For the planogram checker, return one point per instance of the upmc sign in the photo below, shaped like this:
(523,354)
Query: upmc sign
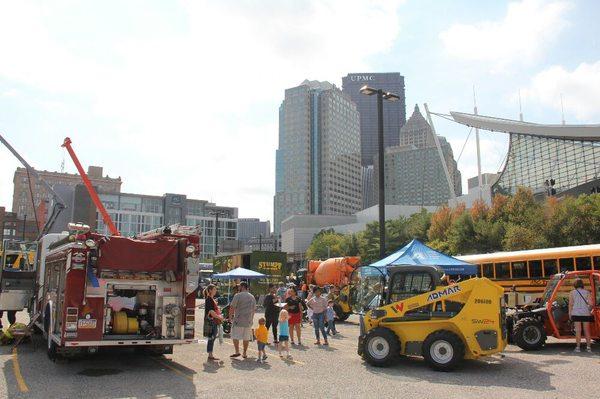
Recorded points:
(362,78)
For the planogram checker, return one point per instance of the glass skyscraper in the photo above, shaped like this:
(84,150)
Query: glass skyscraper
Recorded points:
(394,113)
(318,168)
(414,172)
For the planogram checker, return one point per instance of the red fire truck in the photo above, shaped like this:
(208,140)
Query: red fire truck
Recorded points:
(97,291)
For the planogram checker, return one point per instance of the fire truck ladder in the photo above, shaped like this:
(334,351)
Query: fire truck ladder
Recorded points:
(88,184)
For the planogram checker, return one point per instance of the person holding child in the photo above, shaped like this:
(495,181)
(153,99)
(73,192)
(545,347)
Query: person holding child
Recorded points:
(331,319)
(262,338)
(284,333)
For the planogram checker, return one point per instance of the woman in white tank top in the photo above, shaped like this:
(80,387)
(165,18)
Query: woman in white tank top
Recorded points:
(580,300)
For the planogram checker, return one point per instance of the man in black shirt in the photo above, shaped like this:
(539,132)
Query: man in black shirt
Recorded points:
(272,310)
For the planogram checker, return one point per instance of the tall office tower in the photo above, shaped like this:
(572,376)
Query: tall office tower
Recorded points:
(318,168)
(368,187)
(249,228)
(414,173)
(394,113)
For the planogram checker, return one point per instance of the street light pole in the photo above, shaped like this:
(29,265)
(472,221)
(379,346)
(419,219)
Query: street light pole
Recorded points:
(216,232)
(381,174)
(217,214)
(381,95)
§ §
#### What is expected
Return the lines containing "above", taking each one from the listing.

#### Task response
For the planogram checker, return one point per instance of the glass skyscraper in the photo above, shaped like this:
For the planogram checker, return one point per instance of the red fire truck in the photo above, shaped like this:
For the planogram checker, return one point per instance of the fire truck ladder in the photo above, shaped like this:
For the planogram checker, return one point per instance of the person holding child in the photo above, shaped like this:
For the planogram checker, return one point per instance of the woman in white tank top in the photo above, shaped like this:
For the planogram checker, return one point per instance of the man in black shirt in the photo above, shaped like this:
For the planogram checker, return one point per instance of the tall office tower in the photo above, shaped like this:
For the planogram checker, return one point per instance of the street light pole in the photo above, shaped like this:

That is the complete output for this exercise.